Re: trying again to get incremental backup

From: David Steele <david(at)pgmasters(dot)net>
To: Robert Haas <robertmhaas(at)gmail(dot)com>, Andres Freund <andres(at)anarazel(dot)de>
Cc: "pgsql-hackers(at)postgresql(dot)org" <pgsql-hackers(at)postgresql(dot)org>
Subject: Re: trying again to get incremental backup
Date: 2023-08-31 22:50:29
Message-ID: f97e3241-a3ac-a487-0c59-0d2675bc6b07@pgmasters.net
Views: Raw Message | Whole Thread | Download mbox | Resend email
Thread:
Lists: pgsql-hackers

Hi Robert,

On 8/30/23 10:49, Robert Haas wrote:
> In the limited time that I've had to work on this project lately, I've
> been trying to come up with a test case for this feature -- and since
> I've gotten completely stuck, I thought it might be time to post and
> see if anyone else has a better idea. I thought a reasonable test case
> would be: Do a full backup. Change some stuff. Do an incremental
> backup. Restore both backups and perform replay to the same LSN. Then
> compare the files on disk. But I cannot make this work. The first
> problem I ran into was that replay of the full backup does a
> restartpoint, while the replay of the incremental backup does not.
> That results in, for example, pg_subtrans having different contents.

*Source data*:
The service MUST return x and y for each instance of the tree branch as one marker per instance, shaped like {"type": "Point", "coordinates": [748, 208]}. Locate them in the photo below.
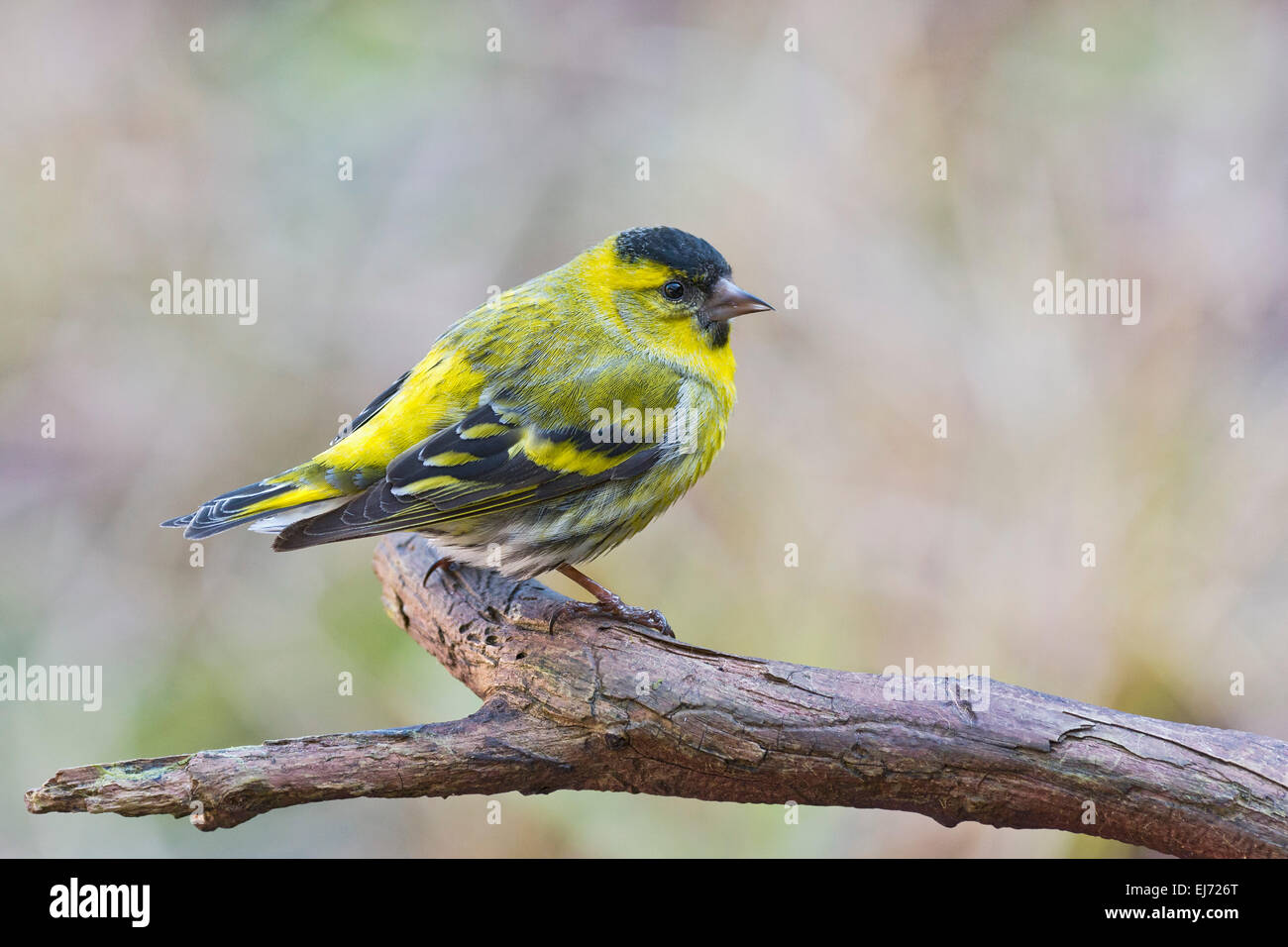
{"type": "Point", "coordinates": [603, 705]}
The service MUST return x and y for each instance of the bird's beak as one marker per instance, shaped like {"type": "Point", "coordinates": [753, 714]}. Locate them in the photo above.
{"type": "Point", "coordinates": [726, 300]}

*Stated task 1*:
In the email about incremental backup, what does replay of the full backup do that replay of the incremental backup does not?
*Stated task 2*:
Extend the email about incremental backup, picking up right after its final sentence.

*Task result 1*:
It does a restartpoint.

*Task result 2*:
pg_subtrans, at least, can be ignored since it is excluded from the
backup and not required for recovery.

> I'm not sure whether it can also result in data files having different
> contents: are changes that we replayed following the last restartpoint
> guaranteed to end up on disk when the server is shut down? It wasn't
> clear to me that this is the case. I thought maybe I could get both
> servers to perform a restartpoint at the same location by shutting
> down the primary and then replaying through the shutdown checkpoint,
> but that doesn't work because the primary doesn't finish archiving
> before shutting down. After some more fiddling I settled (at least for
> research purposes) on having the restored backups PITR and promote,
> instead of PITR and pause, so that we're guaranteed a checkpoint. But
> that just caused me to run into a far worse problem: replay on the
> standby doesn't actually create a state that is byte-for-byte
> identical to the one that exists on the primary. I quickly discovered
> that in my test case, I was ending up with different contents in the
> "hole" of a block wherein a tuple got updated. Replay doesn't think
> it's important to make the hole end up with the same contents on all
> machines that replay the WAL, so I end up with one server that has
> more junk in there than the other one and the tests fail.

This is pretty much what I discovered when investigating backup from
standby back in 2016. My (ultimately unsuccessful) efforts to find a
clean delta resulted in [1] as I systematically excluded directories
that are not required for recovery and will not be synced between a
primary and standby.

FWIW Heikki also made similar attempts at this before me (back then I
found the thread but I doubt I could find it again) and arrived at
similar results. We discussed this in person and figured out that we had
come to more or less the same conclusion. Welcome to the club!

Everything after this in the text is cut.